Scrivi il seguito del testo sul marketing online nel fashion system e nei musei d'arte, a partire dalla frase successiva all'ultima riportata.

■ Estratto del documento ■
+ + + + +

Fashion system e musei: un confronto sul marketing online

Fashion system e musei d’arte sono due mondi apparentemente molto diversi, ma condividono uno dei possibili target di riferimento: i giovani. Se analizziamo questi due settori dal punto di vista del marketing online, vediamo che il comportamento delle aziende è molto diverso,  soprattutto nei social network.

Vediamo un po’ di casi per farci qualche idea.

Qualche tempo fa avevamo presentato una ricerca sul fashion system e sui social media che aveva una conclusione interessante: lo scenario in cui queste aziende si stanno muovendo è quello della sperimentazione e del testing. Nascono pagine brand nei social, interazioni con i clienti di vario tipo, applicazioni dedicate al divertimento e molto altro, ma lo scopo principale rimane spesso lo stesso: brand awareness e un po’ di visite in più (che non guastano mai).

Su Facebook, ad esempio, la pagina di H&M fa da caso-scuola, contando oltre 1.490.000 fan, mentre L’art of Travel di Louis Vuitton conta circa 788.000 sostenitori. Su Twitter invece c’è un po’ meno enfasi, ma compaiono comunque dei nomi interessanti, come quello di Lady Dior, che conta più di 6.000 followes, o quello di Versace, che ne ha circa 3.600.

+ + + + +

■ Sezione dati ■
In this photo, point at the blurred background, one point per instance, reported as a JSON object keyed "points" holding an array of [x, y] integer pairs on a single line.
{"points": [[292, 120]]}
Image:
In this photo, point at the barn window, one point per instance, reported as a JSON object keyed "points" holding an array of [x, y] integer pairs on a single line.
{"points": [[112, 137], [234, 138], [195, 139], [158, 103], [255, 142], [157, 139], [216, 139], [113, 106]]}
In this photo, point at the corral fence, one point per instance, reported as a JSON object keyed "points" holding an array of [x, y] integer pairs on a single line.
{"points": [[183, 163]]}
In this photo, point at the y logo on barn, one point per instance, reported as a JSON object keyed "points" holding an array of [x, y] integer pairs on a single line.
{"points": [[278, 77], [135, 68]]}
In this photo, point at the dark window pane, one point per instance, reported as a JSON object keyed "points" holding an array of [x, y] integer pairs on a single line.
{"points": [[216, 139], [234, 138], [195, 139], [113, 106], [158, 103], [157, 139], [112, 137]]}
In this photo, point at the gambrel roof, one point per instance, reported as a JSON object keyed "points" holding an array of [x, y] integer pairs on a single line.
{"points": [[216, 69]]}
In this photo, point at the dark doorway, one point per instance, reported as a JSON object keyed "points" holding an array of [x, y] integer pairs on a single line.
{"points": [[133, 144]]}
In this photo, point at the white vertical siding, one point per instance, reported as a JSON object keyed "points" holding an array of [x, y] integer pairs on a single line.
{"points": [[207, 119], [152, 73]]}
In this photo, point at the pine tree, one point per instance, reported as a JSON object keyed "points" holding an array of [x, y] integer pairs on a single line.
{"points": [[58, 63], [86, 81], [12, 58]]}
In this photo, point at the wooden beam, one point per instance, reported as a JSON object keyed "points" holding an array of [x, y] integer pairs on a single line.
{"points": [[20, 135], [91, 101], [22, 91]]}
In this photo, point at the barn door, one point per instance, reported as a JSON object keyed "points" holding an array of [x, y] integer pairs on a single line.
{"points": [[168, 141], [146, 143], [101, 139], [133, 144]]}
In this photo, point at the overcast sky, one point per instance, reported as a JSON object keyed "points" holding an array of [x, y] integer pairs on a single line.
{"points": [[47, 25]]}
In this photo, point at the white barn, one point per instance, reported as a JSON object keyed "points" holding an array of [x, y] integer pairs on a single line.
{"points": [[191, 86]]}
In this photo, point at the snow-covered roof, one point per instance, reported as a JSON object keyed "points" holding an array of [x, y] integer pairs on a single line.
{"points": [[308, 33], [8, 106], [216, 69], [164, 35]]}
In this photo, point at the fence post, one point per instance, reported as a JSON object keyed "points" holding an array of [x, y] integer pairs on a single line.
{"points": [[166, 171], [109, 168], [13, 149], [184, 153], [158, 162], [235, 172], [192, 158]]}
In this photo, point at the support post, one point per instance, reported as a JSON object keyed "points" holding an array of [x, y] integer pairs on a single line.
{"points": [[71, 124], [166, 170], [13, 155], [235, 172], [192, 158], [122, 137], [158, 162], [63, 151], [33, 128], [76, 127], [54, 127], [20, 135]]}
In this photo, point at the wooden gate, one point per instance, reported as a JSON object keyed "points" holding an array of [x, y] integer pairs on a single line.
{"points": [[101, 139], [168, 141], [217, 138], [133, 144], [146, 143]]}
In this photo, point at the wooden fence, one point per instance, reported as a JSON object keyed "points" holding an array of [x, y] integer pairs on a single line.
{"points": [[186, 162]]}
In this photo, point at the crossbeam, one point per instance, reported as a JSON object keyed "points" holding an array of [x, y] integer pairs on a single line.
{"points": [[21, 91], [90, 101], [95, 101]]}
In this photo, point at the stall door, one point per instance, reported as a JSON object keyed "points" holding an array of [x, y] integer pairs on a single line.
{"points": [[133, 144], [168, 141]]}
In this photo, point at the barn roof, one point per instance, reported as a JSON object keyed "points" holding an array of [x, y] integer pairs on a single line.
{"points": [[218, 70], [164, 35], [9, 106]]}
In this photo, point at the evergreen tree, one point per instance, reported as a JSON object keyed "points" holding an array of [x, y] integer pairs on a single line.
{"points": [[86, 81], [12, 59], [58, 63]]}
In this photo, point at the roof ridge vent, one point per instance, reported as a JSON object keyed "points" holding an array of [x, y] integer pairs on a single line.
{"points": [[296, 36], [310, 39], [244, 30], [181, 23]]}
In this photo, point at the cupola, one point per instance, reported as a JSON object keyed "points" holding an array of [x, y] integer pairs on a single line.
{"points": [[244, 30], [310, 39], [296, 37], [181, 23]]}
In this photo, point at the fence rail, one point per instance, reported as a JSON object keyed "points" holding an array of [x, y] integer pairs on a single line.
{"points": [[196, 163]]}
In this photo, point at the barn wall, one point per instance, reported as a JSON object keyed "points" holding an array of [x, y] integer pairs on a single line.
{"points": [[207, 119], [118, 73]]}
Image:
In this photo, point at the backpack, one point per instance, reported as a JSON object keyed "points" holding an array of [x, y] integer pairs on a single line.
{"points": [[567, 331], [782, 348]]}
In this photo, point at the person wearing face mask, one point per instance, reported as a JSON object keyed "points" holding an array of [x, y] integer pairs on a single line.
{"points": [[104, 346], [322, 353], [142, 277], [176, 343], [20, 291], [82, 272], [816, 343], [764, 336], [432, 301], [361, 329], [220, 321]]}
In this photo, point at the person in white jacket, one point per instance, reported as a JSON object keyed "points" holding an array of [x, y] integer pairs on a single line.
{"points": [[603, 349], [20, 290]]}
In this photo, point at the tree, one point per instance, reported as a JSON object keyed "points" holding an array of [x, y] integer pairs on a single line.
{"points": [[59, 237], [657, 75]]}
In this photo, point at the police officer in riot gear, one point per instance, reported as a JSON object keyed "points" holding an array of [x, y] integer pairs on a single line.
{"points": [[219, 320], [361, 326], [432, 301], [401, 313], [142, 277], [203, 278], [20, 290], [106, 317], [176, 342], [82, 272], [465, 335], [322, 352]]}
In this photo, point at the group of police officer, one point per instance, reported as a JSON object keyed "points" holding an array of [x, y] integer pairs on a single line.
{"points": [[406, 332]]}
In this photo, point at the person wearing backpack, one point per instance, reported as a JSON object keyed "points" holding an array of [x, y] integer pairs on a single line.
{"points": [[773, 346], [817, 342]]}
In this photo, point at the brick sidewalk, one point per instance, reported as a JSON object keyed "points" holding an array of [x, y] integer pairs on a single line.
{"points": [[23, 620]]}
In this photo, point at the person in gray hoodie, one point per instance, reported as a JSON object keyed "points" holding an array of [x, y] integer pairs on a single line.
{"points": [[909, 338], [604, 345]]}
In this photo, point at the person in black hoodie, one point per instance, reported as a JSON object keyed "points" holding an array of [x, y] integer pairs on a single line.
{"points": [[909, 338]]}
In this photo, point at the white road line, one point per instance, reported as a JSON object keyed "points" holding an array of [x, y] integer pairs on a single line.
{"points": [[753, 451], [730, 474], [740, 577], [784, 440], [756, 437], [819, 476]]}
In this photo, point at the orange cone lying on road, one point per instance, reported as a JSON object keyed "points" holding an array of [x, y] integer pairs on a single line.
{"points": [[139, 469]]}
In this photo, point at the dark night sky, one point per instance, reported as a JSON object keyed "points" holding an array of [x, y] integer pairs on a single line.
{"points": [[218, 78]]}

+ + + + +

■ Risultato ■
Spostiamo ora l’attenzione verso il mondo dei musei d’arte: luoghi dove la cultura e la storia vengono racchiusi in corridoi, percorsi spesso da quegli stessi giovani che seguono le grandi case della moda. Possiamo ipotizzare quindi, almeno potenzialmente, uno stesso target di riferimento?

L’immaginario collettivo vede questi luoghi come poco adatti ad invadere il mondo di internet, forse perché meno di massa. Ad osservare alcuni casi di musei famosi c’è però da rimanere sorpresi di come questi abbiano saputo rimettere in gioco la propria immagine grazie alla rete.

Vediamo alcuni esempi, giusto per rendere onore a questi inaspettati piccoli campioni dei social. Il MoMA (Museum of Modern Art) di New York mette in atto una vera e propria strategia integrata sui Social Media: un blog nel sito, una pagina su Facebook con più di 220 mila fan (che è anche collegata ad altre pagine fan, sempre del museo), un profilo Twitter con più di 57.000 followes, un canale YouTube con più di 8.600 iscritti e un gruppo su Flickr con 1016 membri e più di 2.700 elementi pubblicati, uno spazio per il “download dell’arte” in iTunes dove poter scaricare delle vere e proprie guide, video e altro materiale e qualche applicazione per iPhone, il tutto condito da una serie di rigorosi collegamenti tra un social e l’altro. A contornare questa già speziata strategia, c’è anche qualche applicazione su Facebook, come ad esempio quella dell’estate scorsa che ha permesso di incrociare i giorni del proprio viaggio a New York con quelli dell’apertura al pubblico del museo, in modo da dare vita a percorsi personalizzati da pianificare tranquillamente nella fase di pre-partenza. Davvero un lavoro con i fiocchi, insomma.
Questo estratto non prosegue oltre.